● Task details: Copy down the listing below exactly. Do not include pictures.

● Data supplied:
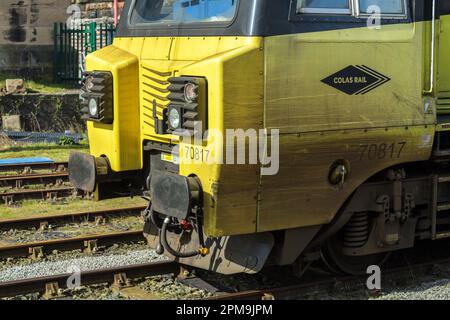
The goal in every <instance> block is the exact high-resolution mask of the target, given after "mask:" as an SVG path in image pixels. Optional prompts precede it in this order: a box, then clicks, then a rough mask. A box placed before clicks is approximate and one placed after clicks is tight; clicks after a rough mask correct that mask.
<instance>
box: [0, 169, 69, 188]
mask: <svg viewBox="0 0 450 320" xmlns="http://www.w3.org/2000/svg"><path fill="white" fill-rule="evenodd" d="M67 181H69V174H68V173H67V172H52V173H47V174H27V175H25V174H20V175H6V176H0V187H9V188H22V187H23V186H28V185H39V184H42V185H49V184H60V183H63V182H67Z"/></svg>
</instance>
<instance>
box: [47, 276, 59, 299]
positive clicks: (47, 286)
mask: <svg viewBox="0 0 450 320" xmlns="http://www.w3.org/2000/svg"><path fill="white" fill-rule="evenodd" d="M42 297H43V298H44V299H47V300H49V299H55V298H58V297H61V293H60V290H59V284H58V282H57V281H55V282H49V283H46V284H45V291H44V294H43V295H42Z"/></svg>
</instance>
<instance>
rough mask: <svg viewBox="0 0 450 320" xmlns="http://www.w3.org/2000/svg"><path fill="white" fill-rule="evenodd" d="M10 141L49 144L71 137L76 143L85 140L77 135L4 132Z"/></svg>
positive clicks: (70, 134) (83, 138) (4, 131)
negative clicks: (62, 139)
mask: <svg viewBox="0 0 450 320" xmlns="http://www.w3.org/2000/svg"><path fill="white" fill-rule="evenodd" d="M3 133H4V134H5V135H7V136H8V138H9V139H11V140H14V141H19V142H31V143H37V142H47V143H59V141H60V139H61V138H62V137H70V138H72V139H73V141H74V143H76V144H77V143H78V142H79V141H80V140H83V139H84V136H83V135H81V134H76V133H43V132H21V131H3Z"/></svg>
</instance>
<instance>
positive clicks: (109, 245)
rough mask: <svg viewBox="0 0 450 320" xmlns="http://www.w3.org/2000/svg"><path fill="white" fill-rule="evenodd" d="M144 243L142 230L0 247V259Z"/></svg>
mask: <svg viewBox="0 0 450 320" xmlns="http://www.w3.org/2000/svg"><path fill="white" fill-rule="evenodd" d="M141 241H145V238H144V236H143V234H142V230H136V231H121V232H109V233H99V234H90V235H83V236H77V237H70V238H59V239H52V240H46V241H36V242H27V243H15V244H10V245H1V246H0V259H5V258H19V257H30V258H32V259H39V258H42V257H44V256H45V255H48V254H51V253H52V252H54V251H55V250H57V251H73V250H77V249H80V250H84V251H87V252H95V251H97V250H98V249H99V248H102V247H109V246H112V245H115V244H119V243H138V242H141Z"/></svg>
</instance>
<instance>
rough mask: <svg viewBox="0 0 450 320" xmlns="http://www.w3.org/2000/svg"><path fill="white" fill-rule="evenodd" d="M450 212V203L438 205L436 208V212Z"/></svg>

● Answer box:
The goal in every <instance> block is the exact high-resolution mask of the target, given after "mask:" as an SVG path in image pixels. Optional prompts precede it in this order: a box, then clicks, then a rough mask. A box placed before clicks is approximate and one placed after clicks is tight; clicks after a rough mask correct that mask.
<instance>
box: [0, 169, 69, 188]
mask: <svg viewBox="0 0 450 320" xmlns="http://www.w3.org/2000/svg"><path fill="white" fill-rule="evenodd" d="M67 181H69V174H68V173H67V172H52V173H47V174H27V175H25V174H20V175H6V176H0V187H9V188H22V187H23V186H28V185H39V184H42V185H49V184H60V183H63V182H67Z"/></svg>
</instance>
<instance>
box: [47, 276, 59, 299]
positive clicks: (47, 286)
mask: <svg viewBox="0 0 450 320" xmlns="http://www.w3.org/2000/svg"><path fill="white" fill-rule="evenodd" d="M42 297H43V298H44V299H47V300H49V299H55V298H58V297H61V293H60V290H59V284H58V282H57V281H55V282H49V283H46V284H45V291H44V294H43V295H42Z"/></svg>
</instance>
<instance>
rough mask: <svg viewBox="0 0 450 320" xmlns="http://www.w3.org/2000/svg"><path fill="white" fill-rule="evenodd" d="M10 141L49 144L71 137L76 143L85 140L77 135L4 132Z"/></svg>
positive clicks: (70, 134) (83, 138) (4, 131)
negative clicks: (62, 139)
mask: <svg viewBox="0 0 450 320" xmlns="http://www.w3.org/2000/svg"><path fill="white" fill-rule="evenodd" d="M3 133H4V134H5V135H7V136H8V138H9V139H11V140H14V141H19V142H31V143H37V142H47V143H59V141H60V139H61V138H62V137H70V138H72V139H73V141H74V143H76V144H77V143H78V142H79V141H80V140H83V139H84V136H83V135H81V134H76V133H43V132H21V131H3Z"/></svg>
</instance>
<instance>
positive clicks: (109, 245)
rough mask: <svg viewBox="0 0 450 320" xmlns="http://www.w3.org/2000/svg"><path fill="white" fill-rule="evenodd" d="M144 243L142 230L0 247V259Z"/></svg>
mask: <svg viewBox="0 0 450 320" xmlns="http://www.w3.org/2000/svg"><path fill="white" fill-rule="evenodd" d="M141 241H145V238H144V236H143V234H142V230H136V231H121V232H109V233H99V234H90V235H83V236H77V237H70V238H59V239H52V240H46V241H36V242H27V243H15V244H10V245H1V246H0V259H5V258H19V257H30V258H32V259H39V258H42V257H44V256H45V255H48V254H51V253H52V252H54V251H55V250H57V251H73V250H77V249H80V250H84V251H87V252H95V251H97V250H98V249H99V248H102V247H109V246H112V245H115V244H119V243H138V242H141Z"/></svg>
</instance>
<instance>
rough mask: <svg viewBox="0 0 450 320" xmlns="http://www.w3.org/2000/svg"><path fill="white" fill-rule="evenodd" d="M450 212V203L438 205L436 208V212Z"/></svg>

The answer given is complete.